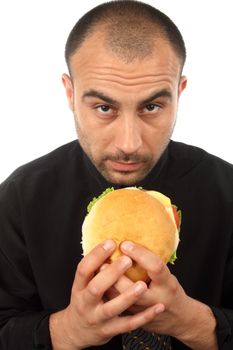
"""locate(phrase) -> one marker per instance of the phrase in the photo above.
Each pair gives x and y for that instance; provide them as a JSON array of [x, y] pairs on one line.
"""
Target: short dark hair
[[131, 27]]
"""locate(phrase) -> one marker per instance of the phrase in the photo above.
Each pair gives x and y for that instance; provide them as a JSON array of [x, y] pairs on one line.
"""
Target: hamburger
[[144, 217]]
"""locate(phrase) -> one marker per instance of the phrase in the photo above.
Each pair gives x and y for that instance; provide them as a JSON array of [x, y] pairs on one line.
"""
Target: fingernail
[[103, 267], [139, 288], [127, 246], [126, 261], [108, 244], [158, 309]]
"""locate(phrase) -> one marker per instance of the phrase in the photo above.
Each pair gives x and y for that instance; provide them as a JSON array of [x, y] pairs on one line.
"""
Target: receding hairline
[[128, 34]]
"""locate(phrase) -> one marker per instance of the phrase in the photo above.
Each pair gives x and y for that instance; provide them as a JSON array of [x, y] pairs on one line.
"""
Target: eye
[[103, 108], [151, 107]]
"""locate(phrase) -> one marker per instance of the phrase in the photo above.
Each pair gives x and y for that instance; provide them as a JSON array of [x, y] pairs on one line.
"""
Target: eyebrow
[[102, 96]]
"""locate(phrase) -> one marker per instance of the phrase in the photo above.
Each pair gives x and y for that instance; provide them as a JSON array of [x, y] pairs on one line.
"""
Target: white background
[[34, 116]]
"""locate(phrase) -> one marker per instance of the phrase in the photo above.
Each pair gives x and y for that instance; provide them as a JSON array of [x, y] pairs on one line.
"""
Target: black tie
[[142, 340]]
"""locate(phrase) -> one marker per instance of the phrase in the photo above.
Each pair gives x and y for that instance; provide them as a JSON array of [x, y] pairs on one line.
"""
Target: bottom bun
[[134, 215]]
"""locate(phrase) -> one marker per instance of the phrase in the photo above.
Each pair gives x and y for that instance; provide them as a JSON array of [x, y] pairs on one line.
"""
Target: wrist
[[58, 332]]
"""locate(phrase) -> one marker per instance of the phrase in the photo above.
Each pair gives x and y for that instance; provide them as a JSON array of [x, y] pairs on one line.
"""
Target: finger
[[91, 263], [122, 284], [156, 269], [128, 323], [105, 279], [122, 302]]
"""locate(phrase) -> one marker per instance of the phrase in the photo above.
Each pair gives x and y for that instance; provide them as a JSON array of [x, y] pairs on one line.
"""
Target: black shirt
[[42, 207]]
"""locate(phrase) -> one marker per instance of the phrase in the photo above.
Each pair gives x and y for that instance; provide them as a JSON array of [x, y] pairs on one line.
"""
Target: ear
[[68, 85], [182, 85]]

══════════════════════════════

Give every record again exactly, apart from the pictures, which stay out.

### WRITTEN RESPONSE
"""locate(phrase) -> one marker per instance of the phrase in the photo above.
Each pair gives x and y for that instance; provide them as a JSON array of [x, y] pairs on one line.
"""
Target: short dark hair
[[131, 27]]
"""locate(phrase) -> one marker per instance of the phrase in the photo above.
Each pair gives x and y for that instance; provide them as a JSON array of [x, y] pairs on one line.
"""
Target: hamburger
[[144, 217]]
"""locate(phrase) -> one marker per instance of the phrase in the photo above.
Each pair gives x and y for that instance; provide them as a JSON array of [x, y] pairs on one line.
"""
Target: fingernail
[[103, 267], [139, 288], [127, 246], [126, 261], [108, 244], [158, 309]]
"""locate(phrase) -> one marker per instance of the phrase in the photo above.
Each pair gives x and y for that instance; provide them as a JSON array of [x, y] pairs on one line.
"""
Target: receding hairline
[[128, 34]]
"""locate(phrase) -> one marker per instance of the phrase in the photo above.
Each pair gives x and y for that instance; provide them as a JSON array of [x, y] pairs on one line.
"""
Target: eye
[[103, 108], [151, 107]]
"""locate(phrase) -> one marker per instance of the phrase in the photo above.
Each pair gives x and y for that instance; provide them as a JSON array of [x, y] pairs on one line.
"""
Target: eyebrow
[[102, 96]]
"""locate(phrase) -> one marker per instance of the phrase in the photo above.
Each pair gives x and y for that instance; provide them as a JSON array of [x, y] pairs on one line.
"""
Target: white background
[[34, 116]]
"""locate(phrase) -> one marker per instance of the phrase in the photo above.
Each pair gives x and y for that instance; provide them as a JSON array of [x, y] pairs on one line.
"""
Target: black tie
[[142, 340]]
"""locate(phrase) -> one marker per instance of the phrase in the photo above.
Each pair gives x and y for that instance; provide them as a JSON array of [x, y] pairs on one line.
"""
Target: bottom bun
[[134, 215]]
"""locate(phrase) -> one marker per instance of the phrase in the photo above.
Each pair gives x and y for that instance; provide them as a JSON array of [x, y] pairs on one line.
"""
Target: wrist
[[58, 332]]
"""locate(phrase) -> one marker per instance of the phrase in the photo above.
Each pair gives x and y for that instance; provide them as a JSON array of [x, y] pairs on one line.
"""
Target: finger
[[91, 263], [122, 284], [156, 269], [128, 323], [105, 279], [122, 302]]
"""locate(phrase) -> one marker per instance of the phrase in the photo above.
Each pair gives x and y for that instance; provide them as a JSON array of [x, y] pairs on one line.
"""
Target: black shirt
[[42, 207]]
"""locate(phrase) -> one marker per instance of the phrase in the photo above.
Each pair gives x and y for that instance; provide them as a JSON array of [x, y] pairs on one line.
"""
Target: ear
[[68, 85], [182, 85]]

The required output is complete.